What to produce.
The records come next. Copy all of them exactly.

Data section.
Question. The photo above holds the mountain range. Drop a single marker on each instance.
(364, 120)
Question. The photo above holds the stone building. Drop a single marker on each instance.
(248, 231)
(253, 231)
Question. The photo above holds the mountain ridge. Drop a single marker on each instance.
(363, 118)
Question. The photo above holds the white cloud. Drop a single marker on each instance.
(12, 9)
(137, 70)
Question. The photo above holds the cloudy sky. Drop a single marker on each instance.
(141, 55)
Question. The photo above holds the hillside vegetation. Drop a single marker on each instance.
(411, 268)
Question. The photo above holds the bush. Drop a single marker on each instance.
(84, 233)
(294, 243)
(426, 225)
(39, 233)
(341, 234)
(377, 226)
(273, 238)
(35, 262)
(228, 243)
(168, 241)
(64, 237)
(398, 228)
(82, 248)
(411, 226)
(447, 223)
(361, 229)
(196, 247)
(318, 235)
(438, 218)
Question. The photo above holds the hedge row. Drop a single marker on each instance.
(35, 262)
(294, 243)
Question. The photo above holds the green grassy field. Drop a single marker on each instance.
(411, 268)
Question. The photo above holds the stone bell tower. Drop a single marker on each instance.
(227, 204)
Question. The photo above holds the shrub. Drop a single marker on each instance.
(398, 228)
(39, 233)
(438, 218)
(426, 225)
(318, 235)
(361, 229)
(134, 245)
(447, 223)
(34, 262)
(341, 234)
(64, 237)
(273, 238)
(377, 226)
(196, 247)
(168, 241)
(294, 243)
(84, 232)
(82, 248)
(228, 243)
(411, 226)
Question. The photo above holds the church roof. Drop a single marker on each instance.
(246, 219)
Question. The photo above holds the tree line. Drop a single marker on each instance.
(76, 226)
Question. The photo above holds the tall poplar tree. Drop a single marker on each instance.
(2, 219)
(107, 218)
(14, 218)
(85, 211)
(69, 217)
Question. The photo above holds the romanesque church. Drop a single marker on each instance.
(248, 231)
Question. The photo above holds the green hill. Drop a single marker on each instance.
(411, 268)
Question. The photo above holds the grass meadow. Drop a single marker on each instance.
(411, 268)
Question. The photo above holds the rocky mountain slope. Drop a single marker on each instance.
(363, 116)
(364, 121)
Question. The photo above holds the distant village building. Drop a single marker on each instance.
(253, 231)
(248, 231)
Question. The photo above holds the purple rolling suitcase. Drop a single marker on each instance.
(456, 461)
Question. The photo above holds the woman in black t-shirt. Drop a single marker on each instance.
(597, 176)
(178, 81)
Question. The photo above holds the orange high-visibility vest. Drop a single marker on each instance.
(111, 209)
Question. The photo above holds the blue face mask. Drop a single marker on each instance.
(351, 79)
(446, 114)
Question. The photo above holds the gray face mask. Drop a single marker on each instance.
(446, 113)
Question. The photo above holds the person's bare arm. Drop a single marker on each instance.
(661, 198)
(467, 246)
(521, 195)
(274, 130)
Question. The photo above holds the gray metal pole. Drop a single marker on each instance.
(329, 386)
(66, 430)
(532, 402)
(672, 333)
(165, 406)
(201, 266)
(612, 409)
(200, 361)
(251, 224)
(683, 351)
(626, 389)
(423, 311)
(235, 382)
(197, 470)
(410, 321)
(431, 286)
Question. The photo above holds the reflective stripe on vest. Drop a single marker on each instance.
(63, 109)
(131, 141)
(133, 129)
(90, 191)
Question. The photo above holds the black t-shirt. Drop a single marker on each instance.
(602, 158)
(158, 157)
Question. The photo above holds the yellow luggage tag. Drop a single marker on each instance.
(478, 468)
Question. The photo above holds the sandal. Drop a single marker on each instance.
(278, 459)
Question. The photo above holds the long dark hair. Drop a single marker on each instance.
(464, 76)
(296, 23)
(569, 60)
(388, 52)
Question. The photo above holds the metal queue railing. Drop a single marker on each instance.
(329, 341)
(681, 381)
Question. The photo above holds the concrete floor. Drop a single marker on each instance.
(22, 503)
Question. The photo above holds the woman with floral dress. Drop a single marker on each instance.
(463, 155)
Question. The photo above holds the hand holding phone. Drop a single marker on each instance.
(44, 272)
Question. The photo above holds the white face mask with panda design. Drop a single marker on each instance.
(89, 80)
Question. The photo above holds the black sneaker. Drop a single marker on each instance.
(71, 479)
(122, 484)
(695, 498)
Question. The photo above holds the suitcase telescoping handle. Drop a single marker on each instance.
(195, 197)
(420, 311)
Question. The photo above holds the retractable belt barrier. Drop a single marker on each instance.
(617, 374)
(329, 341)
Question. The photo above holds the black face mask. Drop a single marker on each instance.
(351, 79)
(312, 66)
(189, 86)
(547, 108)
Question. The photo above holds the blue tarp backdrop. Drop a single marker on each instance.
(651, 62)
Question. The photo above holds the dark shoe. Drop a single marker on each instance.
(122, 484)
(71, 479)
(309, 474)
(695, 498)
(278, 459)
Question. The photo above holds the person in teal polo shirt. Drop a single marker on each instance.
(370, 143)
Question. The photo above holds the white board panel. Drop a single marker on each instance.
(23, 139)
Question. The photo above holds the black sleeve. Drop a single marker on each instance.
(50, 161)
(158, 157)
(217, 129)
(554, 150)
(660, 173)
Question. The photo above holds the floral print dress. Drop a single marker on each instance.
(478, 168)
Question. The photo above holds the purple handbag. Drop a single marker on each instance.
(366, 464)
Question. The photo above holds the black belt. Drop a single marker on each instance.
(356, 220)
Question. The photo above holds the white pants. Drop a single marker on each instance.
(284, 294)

Answer for this exercise.
Question. The photo above holds the mountain range. Drop a single marker on each instance.
(364, 120)
Question. The photo above holds the stone building. Drop a single marker on each instance.
(248, 231)
(253, 231)
Question. The photo above holds the mountain ridge. Drop a single marker on each instance.
(363, 118)
Question. The photo above holds the white cloud. Drop a single marker on each instance.
(12, 9)
(137, 70)
Question. The photo above holds the cloudy sky. Drop a single marker on each instance.
(141, 55)
Question. The photo above holds the hillside vegetation. Drop a single marker on each instance.
(411, 268)
Question. The photo above holds the bush. Drop a single marker on each instance.
(84, 233)
(294, 243)
(426, 225)
(39, 233)
(341, 234)
(377, 226)
(273, 238)
(35, 262)
(228, 243)
(168, 241)
(64, 237)
(398, 228)
(82, 248)
(411, 226)
(447, 223)
(361, 229)
(196, 247)
(318, 235)
(438, 218)
Question. The photo above holds the hedge row. Drop a single marker on each instance.
(35, 262)
(294, 243)
Question. The photo above holds the green grassy field. Drop a single marker on each instance.
(411, 268)
Question. The photo above holds the stone bell tower. Drop a single marker on each instance.
(227, 204)
Question. The photo above holds the shrub. Drop a single marker on each instance.
(398, 228)
(39, 233)
(438, 218)
(426, 225)
(318, 235)
(361, 229)
(134, 245)
(447, 223)
(34, 262)
(341, 234)
(64, 237)
(273, 238)
(377, 226)
(196, 247)
(168, 241)
(294, 243)
(84, 232)
(82, 248)
(228, 243)
(411, 226)
Question. The photo above holds the church roof. Drop a single marker on each instance.
(246, 219)
Question. The photo above holds the tree line. Drop a single marker on each instance.
(76, 226)
Question. The photo above holds the tall poplar tree. Drop a single marker on each instance.
(2, 219)
(107, 218)
(14, 218)
(85, 211)
(69, 217)
Question. The photo above holds the romanesque church. Drop a single marker on each instance.
(248, 231)
Question. The photo above holds the green hill. Drop a single marker on each instance.
(411, 268)
Question. The photo above holds the grass meadow. Drop a single marker on each instance.
(411, 268)
Question. The photo above holds the rocky mountain slope. Drop a single marker on each instance.
(363, 116)
(364, 121)
Question. The photo above holds the distant village building. Drop a single marker on each instance.
(253, 231)
(248, 231)
Question. The photo above holds the purple rolling suitcase. Drop a single marker on each instance.
(456, 461)
Question. The photo above holds the woman in black t-shirt. Drop a single marker on each instance.
(597, 176)
(178, 81)
Question. The photo above holds the orange high-visibility vest. Drop a single marker on each instance.
(111, 209)
Question. The photo above holds the blue face mask. Drop a single marker on each instance.
(351, 79)
(446, 114)
Question. The photo above holds the gray face mask. Drop a single marker on each instance.
(446, 113)
Question. The photo above holds the person's bare arm. Drop a single marker on each instance.
(661, 198)
(467, 246)
(521, 195)
(274, 130)
Question. The photo above holds the gray metal pole. Drop a single marker on each instance.
(329, 386)
(66, 430)
(532, 402)
(672, 333)
(165, 406)
(201, 266)
(612, 409)
(200, 361)
(251, 224)
(683, 351)
(626, 389)
(423, 311)
(235, 382)
(197, 470)
(410, 321)
(431, 286)
Question. The photo above holds the reflective stripe on vest. Drop a single marker on each instance.
(63, 109)
(131, 141)
(133, 129)
(90, 191)
Question. The photo above holds the black t-shirt. Drop a single marker on each instance.
(602, 158)
(158, 157)
Question. The photo above holds the yellow luggage tag. Drop a single marker on each instance.
(478, 468)
Question. The photo above holds the sandal. Drop a single marker on each instance.
(278, 459)
Question. The photo above holds the long dark hair. Drop a single marker on each instance.
(464, 76)
(296, 23)
(569, 60)
(388, 52)
Question. The photo above holds the metal queue railing. Drop a single marker on each instance.
(329, 341)
(681, 381)
Question. The photo above holds the concrete floor. Drop a single marker on each instance.
(22, 503)
Question. The photo above holds the woman with floral dress. Drop a single marker on each instance.
(463, 155)
Question. The photo above holds the hand holding phone. Drop a single marker on each instance.
(44, 272)
Question. The photo above holds the white face mask with panda design. Drop a single marker on each instance.
(89, 80)
Question. The photo above holds the black sneaker. Drop a single marker on each instance.
(71, 479)
(122, 484)
(695, 498)
Question. The photo above holds the suitcase telescoping handle. Drop a single marker on each instance.
(195, 197)
(420, 311)
Question. The photo above holds the retractable belt barrier. Drop a single marker on each instance.
(617, 374)
(329, 341)
Question. The photo above holds the black face mask. Drop a single marker on each instance.
(351, 79)
(312, 66)
(189, 86)
(547, 108)
Question. The photo above holds the blue tarp backdrop. Drop a single marker on each instance.
(651, 62)
Question. The photo above holds the dark shoe. Drop a single marker on each instance.
(122, 484)
(71, 479)
(309, 474)
(695, 498)
(278, 459)
Question. The photo above holds the person in teal polo shirt. Drop a single marker on each instance.
(370, 143)
Question. The photo above holds the white board panel. Drop a single marker on each instance.
(23, 139)
Question. The photo above holds the black sleeve. Drop a single marker on each instance.
(50, 161)
(158, 157)
(217, 129)
(554, 150)
(660, 173)
Question. The photo above holds the floral print dress. Drop a single marker on each instance.
(478, 168)
Question. The photo above holds the purple handbag. Drop a single marker on each instance.
(366, 464)
Question. The photo above holds the black belt. Drop a single marker on each instance.
(356, 220)
Question. The photo above holds the white pants. Drop a single marker on each instance.
(284, 294)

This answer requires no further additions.